━━ Document passage ━━

Permute? or no?

This post covers brief findings from exploring permutation tests when looking for differentially methylated genes from whole genome bisulfite sequencing.

The idea behind it: if we randomly shuffle the data between control and treatment samples and see roughly the same number of genes coming out as differentially methylated then we can’t say the genes we originally identified are a product of the treatment we applied. This idea is explained better here: https://www.ncbi.nlm.nih.gov/pmc/articles/PMC5067136/.

What we did: to run a permutation test on our data we shuffled the ‘methylation values’ between samples for each CpG position and re-ran the differential methylation analysis, this was done 1000 times. We only shuffled within CpG and not the entire dataset as doing so would cause extreme high/low values to influence other positions, causing a huge number of differentially methylated sites to be called. Therefore it is important to keep the relative methylation information for each CpG.

(I will edit this post in the future and put a link to the code on GitHub when it’s available).

What the possible outcomes of the permutation could be: if the number of differentially methylated genes found between control and treatment was greater than the number of genes found with shuffled data (>95% of the outcomes), then we would conclude the treatment is causing this increase in differentially methylated genes. See example histogram below.

━━━

▶ **List of tasks**:
a – Update the permutation-test post: begin at the words "(I will edit", stop after "example histogram below.", and replace "histogram" with "plot".
b – Take the permutation-test post further from the point where it stops.

━━ Source information ━━

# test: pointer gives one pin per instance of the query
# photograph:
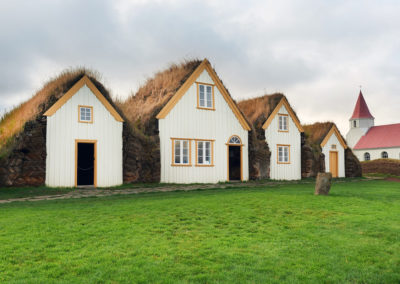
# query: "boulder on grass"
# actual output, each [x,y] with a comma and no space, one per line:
[323,184]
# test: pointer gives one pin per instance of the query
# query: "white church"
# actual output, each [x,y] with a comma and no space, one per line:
[370,142]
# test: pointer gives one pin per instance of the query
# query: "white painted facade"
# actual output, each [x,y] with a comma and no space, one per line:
[185,120]
[376,153]
[361,127]
[333,140]
[63,129]
[292,170]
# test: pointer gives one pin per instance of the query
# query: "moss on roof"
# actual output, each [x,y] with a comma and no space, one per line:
[145,104]
[257,110]
[12,123]
[315,133]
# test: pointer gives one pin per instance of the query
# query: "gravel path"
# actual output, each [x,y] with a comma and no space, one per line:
[82,193]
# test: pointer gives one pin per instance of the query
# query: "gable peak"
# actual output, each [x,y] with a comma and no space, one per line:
[361,109]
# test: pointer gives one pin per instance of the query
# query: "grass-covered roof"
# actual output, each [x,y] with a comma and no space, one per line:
[12,123]
[157,91]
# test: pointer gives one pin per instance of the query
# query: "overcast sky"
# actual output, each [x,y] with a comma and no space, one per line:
[317,53]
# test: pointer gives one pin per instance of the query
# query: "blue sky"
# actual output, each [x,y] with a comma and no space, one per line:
[317,53]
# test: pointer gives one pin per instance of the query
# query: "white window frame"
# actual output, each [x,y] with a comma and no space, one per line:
[283,122]
[181,154]
[207,101]
[284,149]
[86,109]
[201,150]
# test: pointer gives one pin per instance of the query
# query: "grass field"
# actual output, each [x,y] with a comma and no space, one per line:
[282,233]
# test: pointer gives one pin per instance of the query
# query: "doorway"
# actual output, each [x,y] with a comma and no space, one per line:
[234,158]
[333,163]
[85,163]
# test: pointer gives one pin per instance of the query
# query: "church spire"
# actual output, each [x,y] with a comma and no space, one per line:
[361,109]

━━━

▶ **Answers to this exercise**:
a –
(I will edit this post in the future and put a link to the code on GitHub when it’s available).

What the possible outcomes of the permutation could be: if the number of differentially methylated genes found between control and treatment was greater than the number of genes found with shuffled data (>95% of the outcomes), then we would conclude the treatment is causing this increase in differentially methylated genes. See example plot below.

b –
We could also find that the number of differentially methylated genes between control and treatment falls within 95% of the permutation outcomes, in which case we cannot say the number of differentially methylated genes originally found is caused by the treatment.

Third outcome (and what we actually found): the number of differentially methylated genes between control and treatment were considerably less than the permutation outcomes (see below graph).

What does this mean!?! After lengthy debate by Ben/Alun/Boris we figured out why we see this. The original differential methylation analysis between control and treatment takes ‘bee colony’ as a covariate. This information is lost however when we permute the data as each CpG contains methylation information randomly chosen from treatment/control. The majority of the methylation differences are explained by colony (not treatment) and when we can no longer take colony into account we produce many more differentially methylated sites.

In conclusion: a permutation test is not appropriate for our data-set and chosen differential methylation analysis method.